### [WHAT IS NEEDED]
Collect every line in the rows below that contains the word "lamp", treating uppercase and lowercase as different.

### [DATA EXCERPTS]

>>

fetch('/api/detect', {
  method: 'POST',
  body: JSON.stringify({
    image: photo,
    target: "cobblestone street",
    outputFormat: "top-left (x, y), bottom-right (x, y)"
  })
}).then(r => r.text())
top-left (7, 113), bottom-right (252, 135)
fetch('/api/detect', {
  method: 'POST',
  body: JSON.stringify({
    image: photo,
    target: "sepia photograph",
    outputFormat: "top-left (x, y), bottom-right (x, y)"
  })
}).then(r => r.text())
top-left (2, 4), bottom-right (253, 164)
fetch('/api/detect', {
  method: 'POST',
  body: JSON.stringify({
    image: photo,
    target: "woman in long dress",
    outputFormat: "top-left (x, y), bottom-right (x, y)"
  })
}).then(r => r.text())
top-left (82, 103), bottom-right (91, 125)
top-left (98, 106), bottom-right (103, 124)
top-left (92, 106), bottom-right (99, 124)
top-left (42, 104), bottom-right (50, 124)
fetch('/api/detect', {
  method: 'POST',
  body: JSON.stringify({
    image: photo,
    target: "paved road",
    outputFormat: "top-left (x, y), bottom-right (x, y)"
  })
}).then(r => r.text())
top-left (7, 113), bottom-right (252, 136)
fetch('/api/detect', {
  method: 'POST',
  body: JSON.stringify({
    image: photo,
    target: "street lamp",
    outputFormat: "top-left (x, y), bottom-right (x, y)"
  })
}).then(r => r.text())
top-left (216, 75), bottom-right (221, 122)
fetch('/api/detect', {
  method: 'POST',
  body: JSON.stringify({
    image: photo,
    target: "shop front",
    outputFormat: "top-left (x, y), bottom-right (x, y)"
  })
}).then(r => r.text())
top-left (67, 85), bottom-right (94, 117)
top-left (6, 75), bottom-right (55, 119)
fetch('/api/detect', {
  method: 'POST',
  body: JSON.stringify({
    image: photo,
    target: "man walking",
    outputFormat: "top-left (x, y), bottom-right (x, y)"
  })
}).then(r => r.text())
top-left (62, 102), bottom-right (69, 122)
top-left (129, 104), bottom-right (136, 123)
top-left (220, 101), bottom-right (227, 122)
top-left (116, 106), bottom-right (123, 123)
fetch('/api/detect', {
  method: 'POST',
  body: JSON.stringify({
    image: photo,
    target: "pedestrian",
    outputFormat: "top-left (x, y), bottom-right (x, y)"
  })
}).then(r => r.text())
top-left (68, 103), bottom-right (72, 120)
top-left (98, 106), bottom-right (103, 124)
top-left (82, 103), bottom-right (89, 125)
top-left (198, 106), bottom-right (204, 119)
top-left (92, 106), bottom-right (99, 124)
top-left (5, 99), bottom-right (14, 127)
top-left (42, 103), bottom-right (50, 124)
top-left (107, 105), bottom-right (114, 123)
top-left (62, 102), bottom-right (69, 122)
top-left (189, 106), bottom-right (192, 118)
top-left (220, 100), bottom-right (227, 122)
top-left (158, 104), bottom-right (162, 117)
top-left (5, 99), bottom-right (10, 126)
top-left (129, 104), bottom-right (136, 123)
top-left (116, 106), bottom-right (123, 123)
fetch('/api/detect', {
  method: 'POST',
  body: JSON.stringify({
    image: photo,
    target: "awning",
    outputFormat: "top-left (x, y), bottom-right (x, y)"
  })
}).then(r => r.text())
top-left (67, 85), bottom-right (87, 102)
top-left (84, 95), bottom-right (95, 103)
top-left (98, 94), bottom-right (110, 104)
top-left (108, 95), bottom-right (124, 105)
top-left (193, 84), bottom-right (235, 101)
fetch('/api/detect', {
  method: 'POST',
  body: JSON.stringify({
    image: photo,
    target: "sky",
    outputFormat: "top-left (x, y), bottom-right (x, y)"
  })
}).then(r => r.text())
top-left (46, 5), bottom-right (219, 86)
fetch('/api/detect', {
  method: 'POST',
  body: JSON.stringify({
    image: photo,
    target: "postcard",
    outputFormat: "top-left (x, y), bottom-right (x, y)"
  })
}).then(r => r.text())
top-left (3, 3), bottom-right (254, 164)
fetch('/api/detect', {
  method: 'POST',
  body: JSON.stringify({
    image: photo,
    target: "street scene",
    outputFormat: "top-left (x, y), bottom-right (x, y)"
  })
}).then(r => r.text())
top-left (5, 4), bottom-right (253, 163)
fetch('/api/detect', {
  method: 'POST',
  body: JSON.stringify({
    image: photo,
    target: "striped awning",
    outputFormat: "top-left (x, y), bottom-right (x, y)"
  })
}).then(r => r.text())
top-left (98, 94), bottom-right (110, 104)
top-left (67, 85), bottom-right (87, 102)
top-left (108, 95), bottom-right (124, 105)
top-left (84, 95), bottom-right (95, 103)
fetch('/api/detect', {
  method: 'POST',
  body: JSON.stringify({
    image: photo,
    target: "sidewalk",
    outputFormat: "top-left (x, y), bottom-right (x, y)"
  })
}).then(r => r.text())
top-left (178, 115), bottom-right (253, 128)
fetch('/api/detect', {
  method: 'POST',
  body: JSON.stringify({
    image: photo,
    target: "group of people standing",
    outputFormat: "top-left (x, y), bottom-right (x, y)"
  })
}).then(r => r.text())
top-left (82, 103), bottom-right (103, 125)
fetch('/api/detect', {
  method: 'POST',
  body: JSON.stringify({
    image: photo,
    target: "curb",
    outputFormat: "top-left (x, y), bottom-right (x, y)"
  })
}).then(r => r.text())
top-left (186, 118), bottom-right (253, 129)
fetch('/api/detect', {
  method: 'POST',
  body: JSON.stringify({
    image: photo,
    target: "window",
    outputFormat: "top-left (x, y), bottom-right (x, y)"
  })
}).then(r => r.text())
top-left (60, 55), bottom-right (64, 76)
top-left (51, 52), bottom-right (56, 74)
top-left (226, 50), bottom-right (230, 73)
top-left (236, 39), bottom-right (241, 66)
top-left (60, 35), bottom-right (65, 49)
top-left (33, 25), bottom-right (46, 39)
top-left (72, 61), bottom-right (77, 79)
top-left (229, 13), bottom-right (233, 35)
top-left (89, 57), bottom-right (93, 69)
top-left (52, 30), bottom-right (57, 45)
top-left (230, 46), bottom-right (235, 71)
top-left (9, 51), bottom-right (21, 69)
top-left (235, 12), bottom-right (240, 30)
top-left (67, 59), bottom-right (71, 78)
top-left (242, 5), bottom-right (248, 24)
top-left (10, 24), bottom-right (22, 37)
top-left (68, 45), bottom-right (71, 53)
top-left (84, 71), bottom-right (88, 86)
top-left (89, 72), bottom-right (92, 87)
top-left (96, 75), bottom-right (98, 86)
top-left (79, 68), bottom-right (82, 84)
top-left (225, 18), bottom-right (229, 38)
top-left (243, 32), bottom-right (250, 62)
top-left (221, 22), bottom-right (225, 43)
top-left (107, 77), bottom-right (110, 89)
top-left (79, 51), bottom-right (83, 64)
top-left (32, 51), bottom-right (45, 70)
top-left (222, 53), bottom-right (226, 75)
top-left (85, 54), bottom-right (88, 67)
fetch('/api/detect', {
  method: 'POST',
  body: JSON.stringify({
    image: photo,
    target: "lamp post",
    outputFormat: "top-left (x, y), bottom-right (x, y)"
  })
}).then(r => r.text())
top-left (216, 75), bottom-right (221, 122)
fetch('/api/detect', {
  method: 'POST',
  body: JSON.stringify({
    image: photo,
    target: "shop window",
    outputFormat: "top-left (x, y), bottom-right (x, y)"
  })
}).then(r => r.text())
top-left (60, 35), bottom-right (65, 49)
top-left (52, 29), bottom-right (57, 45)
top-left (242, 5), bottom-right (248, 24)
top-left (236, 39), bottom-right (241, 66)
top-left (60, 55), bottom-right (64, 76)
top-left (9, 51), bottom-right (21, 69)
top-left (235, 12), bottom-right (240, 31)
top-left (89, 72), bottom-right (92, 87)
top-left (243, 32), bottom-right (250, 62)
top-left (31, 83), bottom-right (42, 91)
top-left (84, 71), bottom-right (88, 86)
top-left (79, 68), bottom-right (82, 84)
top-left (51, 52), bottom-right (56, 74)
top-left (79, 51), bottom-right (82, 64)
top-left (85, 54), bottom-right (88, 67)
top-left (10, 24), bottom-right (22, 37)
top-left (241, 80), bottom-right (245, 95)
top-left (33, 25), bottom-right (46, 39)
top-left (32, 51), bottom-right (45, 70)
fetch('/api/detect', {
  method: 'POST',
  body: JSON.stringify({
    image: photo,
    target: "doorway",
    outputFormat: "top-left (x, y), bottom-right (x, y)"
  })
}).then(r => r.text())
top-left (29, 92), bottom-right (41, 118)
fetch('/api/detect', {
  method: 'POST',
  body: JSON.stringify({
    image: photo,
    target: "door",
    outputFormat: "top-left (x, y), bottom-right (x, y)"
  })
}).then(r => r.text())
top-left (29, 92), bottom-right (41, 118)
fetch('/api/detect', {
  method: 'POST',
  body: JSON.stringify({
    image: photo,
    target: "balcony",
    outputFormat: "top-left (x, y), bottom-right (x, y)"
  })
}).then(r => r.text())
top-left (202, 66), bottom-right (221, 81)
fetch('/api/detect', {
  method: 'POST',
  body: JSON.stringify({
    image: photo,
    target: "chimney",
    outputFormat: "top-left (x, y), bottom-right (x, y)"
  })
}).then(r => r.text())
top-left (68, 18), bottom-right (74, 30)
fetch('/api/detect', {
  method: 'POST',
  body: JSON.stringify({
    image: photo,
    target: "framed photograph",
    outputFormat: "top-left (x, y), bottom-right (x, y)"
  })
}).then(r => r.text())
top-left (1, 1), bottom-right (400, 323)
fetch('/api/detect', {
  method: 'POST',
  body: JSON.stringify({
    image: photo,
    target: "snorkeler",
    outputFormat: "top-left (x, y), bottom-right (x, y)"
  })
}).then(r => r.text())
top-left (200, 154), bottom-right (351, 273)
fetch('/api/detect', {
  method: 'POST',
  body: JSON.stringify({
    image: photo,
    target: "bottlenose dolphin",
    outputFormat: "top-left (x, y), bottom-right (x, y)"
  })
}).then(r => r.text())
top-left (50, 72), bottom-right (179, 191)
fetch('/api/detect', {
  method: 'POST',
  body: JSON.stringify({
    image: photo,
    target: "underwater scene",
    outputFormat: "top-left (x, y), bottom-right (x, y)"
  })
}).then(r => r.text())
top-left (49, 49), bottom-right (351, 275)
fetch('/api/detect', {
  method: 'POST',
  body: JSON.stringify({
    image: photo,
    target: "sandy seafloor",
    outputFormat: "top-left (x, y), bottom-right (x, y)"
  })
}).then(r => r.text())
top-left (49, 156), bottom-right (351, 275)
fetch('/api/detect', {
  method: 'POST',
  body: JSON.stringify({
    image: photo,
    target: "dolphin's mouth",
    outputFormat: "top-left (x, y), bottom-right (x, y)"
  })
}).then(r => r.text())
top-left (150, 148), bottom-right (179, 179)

<<

### [OUTPUT BELOW]
    target: "street lamp",
    target: "lamp post",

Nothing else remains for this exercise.